* EXERCISE INSTRUCTIONS *
Copy every entry verbatim and skip the pictures.

* MATERIAL PROVIDED *
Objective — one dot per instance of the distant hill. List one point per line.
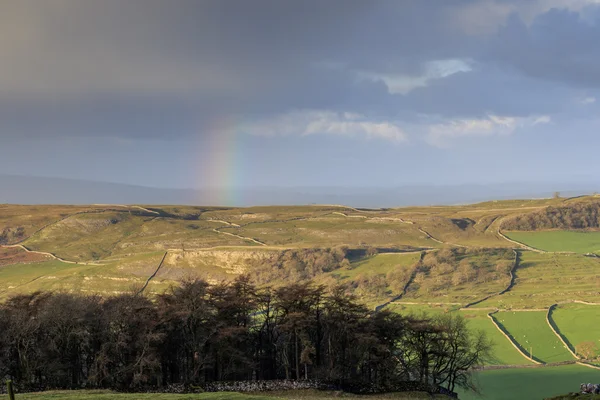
(42, 190)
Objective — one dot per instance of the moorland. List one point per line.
(526, 272)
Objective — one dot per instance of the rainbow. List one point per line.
(221, 160)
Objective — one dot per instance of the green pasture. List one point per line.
(531, 331)
(581, 242)
(504, 353)
(484, 280)
(281, 395)
(530, 383)
(578, 323)
(333, 230)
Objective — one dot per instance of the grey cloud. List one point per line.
(165, 68)
(559, 46)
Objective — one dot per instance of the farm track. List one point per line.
(51, 255)
(406, 285)
(509, 337)
(153, 274)
(556, 331)
(511, 283)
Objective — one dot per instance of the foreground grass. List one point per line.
(567, 241)
(283, 395)
(578, 323)
(531, 383)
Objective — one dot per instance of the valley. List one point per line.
(522, 271)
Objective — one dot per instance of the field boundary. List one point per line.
(512, 340)
(430, 236)
(556, 331)
(153, 274)
(510, 283)
(587, 365)
(406, 285)
(523, 245)
(47, 254)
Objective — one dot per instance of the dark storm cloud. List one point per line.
(147, 68)
(559, 45)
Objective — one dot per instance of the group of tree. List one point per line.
(576, 215)
(199, 333)
(449, 268)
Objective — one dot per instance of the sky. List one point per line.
(296, 93)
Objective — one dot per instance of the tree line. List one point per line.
(576, 215)
(198, 333)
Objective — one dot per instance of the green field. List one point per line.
(287, 395)
(532, 333)
(504, 352)
(531, 383)
(581, 242)
(126, 244)
(546, 279)
(377, 278)
(578, 323)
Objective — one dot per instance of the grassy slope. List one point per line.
(531, 383)
(465, 292)
(503, 353)
(531, 331)
(578, 323)
(560, 241)
(396, 268)
(335, 229)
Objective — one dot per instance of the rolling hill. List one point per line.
(524, 271)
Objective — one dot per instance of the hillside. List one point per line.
(447, 254)
(520, 270)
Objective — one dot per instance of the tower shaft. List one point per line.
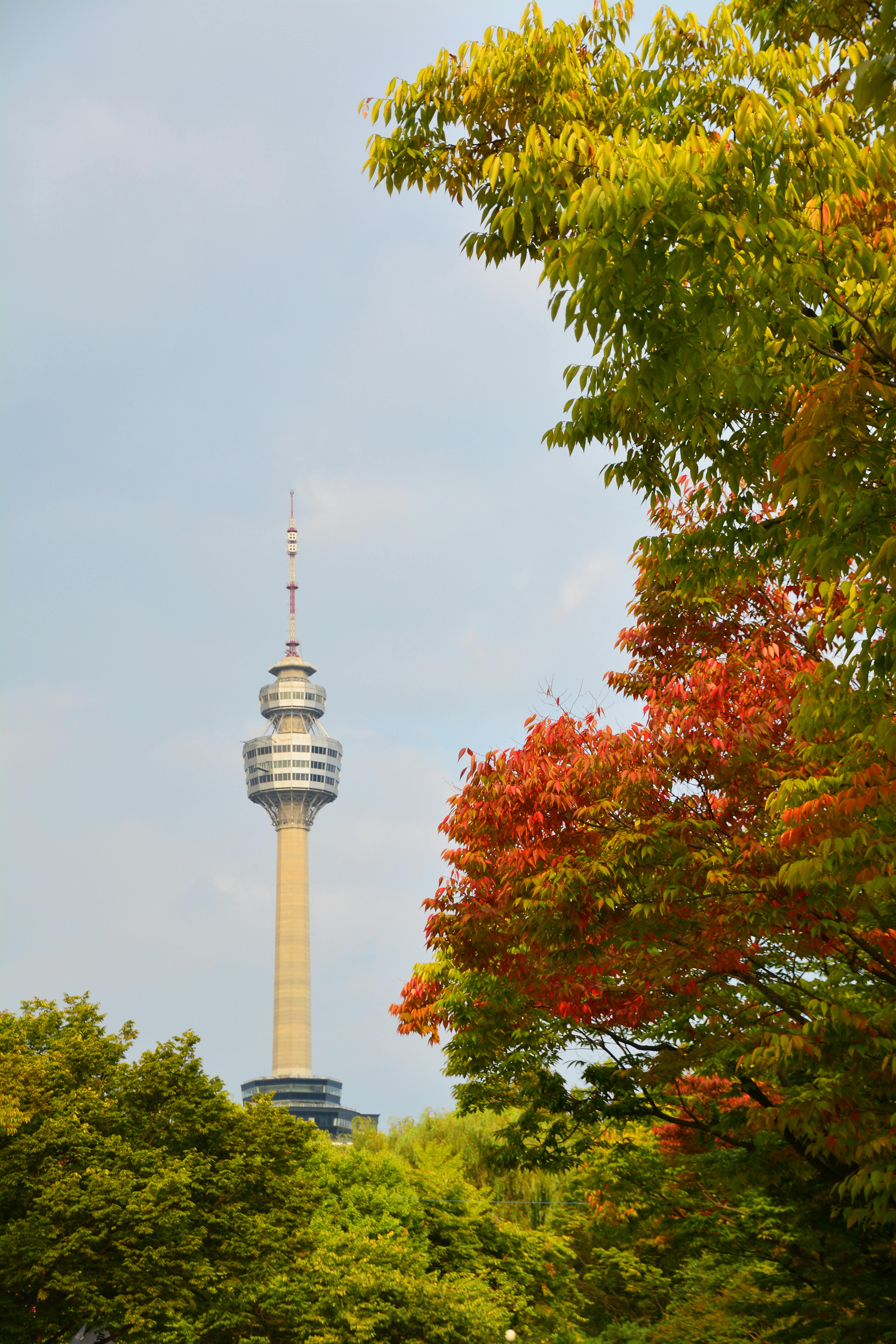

* RESULT FOR THIS TASK *
Objective — one dot per instance of the distant hill. List one point per line.
(42, 190)
Objective — one dot per instance of the moorland. List one point per line.
(526, 272)
Objective — one dot per instance of the rainbow. List one point per line.
(221, 160)
Objective — one dot per instance of the green pasture. List one point per line.
(531, 331)
(581, 242)
(504, 353)
(484, 280)
(281, 395)
(530, 383)
(578, 323)
(333, 230)
Objective — one dot per instance of the grey cloud. List one point per line.
(165, 68)
(559, 46)
Objective — one dot per instance of the farm track. List one point per line.
(51, 255)
(406, 285)
(509, 337)
(153, 274)
(556, 331)
(511, 283)
Objective — one dot per instance of the foreground grass. List one point per line.
(567, 241)
(283, 395)
(578, 323)
(531, 383)
Objective — one dot per instance of the valley. List one point per line.
(522, 271)
Objective — one dot per instance of the field boundary. List one point per line.
(512, 340)
(430, 236)
(556, 331)
(153, 274)
(510, 283)
(587, 365)
(406, 285)
(523, 245)
(47, 254)
Objective — one dot per instance of the dark storm cloud. List one point per line.
(147, 68)
(559, 45)
Objective — one dot per instance of the group of tree. List one point per line.
(576, 215)
(199, 333)
(449, 268)
Objective — one dot per instance of the sky. List one point per line.
(296, 93)
Objective — one dot per instance of the tree line. List one point per line.
(576, 215)
(198, 333)
Objective — one dot per instance of the green field. List one point per line.
(287, 395)
(532, 333)
(504, 352)
(531, 383)
(581, 242)
(126, 244)
(546, 279)
(377, 278)
(578, 323)
Objective — one dot per instance of the grassy slope. List one point per line.
(531, 383)
(465, 292)
(503, 353)
(531, 331)
(578, 323)
(560, 241)
(396, 268)
(335, 229)
Objective — one dot per instance of the rolling hill. List one point per line.
(524, 271)
Objective — one dot per instance of the hillside. List one point per line.
(447, 254)
(520, 270)
Objective — one dot per instance of the tower shaft. List one point per line.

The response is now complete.